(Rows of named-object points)
'''
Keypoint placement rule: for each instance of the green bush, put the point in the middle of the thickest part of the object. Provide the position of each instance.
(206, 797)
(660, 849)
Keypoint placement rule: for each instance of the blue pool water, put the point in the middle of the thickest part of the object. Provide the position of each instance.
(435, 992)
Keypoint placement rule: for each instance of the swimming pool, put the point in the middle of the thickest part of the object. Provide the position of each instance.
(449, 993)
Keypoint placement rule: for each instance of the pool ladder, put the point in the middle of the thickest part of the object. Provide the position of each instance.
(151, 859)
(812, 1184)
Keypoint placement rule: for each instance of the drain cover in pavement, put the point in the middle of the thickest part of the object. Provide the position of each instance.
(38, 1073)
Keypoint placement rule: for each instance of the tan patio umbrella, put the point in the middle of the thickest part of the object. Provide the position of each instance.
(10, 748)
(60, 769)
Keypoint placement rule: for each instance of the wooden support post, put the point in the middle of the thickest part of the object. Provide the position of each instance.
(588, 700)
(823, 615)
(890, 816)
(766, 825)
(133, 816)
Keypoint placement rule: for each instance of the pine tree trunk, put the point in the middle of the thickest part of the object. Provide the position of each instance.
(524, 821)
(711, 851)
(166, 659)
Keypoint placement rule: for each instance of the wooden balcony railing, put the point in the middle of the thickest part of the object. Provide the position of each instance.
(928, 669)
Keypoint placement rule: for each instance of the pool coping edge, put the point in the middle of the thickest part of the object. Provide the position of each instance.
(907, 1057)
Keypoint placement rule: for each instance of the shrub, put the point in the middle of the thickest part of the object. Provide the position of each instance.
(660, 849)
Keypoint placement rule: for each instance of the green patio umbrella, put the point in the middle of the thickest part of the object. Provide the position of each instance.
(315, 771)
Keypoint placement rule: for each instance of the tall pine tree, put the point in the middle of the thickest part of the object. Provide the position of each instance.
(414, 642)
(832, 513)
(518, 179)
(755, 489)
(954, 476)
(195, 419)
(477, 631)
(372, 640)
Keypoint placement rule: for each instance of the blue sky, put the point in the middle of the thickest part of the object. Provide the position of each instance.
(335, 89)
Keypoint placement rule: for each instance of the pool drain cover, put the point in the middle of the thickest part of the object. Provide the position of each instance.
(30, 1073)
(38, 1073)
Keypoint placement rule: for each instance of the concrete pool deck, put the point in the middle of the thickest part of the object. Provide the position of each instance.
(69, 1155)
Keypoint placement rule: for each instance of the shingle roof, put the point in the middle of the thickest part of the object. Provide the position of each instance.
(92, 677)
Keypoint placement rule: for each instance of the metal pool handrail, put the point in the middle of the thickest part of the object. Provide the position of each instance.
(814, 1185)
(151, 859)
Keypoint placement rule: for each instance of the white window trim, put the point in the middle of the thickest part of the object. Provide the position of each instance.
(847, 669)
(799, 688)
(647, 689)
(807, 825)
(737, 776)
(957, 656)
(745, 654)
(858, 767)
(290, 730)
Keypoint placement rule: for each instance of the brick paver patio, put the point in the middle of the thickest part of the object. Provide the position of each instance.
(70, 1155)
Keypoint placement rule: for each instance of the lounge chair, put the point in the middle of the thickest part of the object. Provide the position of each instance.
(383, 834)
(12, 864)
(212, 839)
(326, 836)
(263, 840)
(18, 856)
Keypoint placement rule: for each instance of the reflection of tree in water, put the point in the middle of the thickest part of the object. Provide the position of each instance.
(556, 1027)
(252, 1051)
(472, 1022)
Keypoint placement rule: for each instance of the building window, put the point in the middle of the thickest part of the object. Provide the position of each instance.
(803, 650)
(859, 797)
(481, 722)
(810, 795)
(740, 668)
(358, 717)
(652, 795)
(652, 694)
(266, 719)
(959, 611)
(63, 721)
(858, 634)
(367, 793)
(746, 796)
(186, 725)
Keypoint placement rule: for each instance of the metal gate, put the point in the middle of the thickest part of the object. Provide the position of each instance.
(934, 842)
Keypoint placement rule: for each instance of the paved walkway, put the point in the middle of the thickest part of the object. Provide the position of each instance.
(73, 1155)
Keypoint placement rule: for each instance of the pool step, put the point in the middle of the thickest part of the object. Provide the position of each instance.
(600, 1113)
'''
Repeat the lines word for word, starting at the line containing "pool ladder, put" and ending at the line containing "(907, 1057)", with both of those lines included.

Keypoint placement rule: for each instance of the pool ladder, put the point in the middle of the thickest part of the object. Provide the position of each instance.
(151, 859)
(812, 1184)
Keypoint placement rule: for each instance of the drain cover in pavement, put the point in the middle of the thickest part of the object. Provide the position of each instance.
(38, 1073)
Keypoint placement rule: for each instance of the tan patio umbrella, put the point in the middle of the thickest part of the object. Provide the position of each instance.
(10, 748)
(60, 769)
Keypoint placement rule: for each instance of the wooden support post, put the point in the middle of the thickest part of the object. Provide the position of each instance.
(588, 700)
(823, 615)
(890, 816)
(766, 825)
(133, 816)
Keypoint placement rule: for each instance of the pine tree trunk, put the point in the middle of the thickest part of the object. Provide the position of each instance.
(524, 821)
(711, 851)
(166, 659)
Keypoint placement rule: for each instance of the wooden balcony railing, put the point in the middle of the thickest part of the object. Provide the position of each instance.
(928, 669)
Keypoint placement rule: for each instance of the pool coping edge, put the point in the middle of the thickest part of the object. Provide the position of each instance.
(907, 1057)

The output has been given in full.